▸ **ACTIVITY**
The expected output is the complete data, reproduced exactly.

[Text-to-region grounding data]
BEGIN

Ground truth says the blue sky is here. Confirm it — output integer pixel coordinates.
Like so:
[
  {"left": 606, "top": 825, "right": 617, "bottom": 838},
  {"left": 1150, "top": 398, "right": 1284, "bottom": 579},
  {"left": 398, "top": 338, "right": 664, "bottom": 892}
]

END

▸ **RESPONSE BELOW**
Ground truth says the blue sky is here. Confirm it — output integer pixel coordinates.
Like so:
[
  {"left": 606, "top": 825, "right": 617, "bottom": 838},
  {"left": 1150, "top": 398, "right": 1284, "bottom": 579},
  {"left": 398, "top": 338, "right": 664, "bottom": 892}
]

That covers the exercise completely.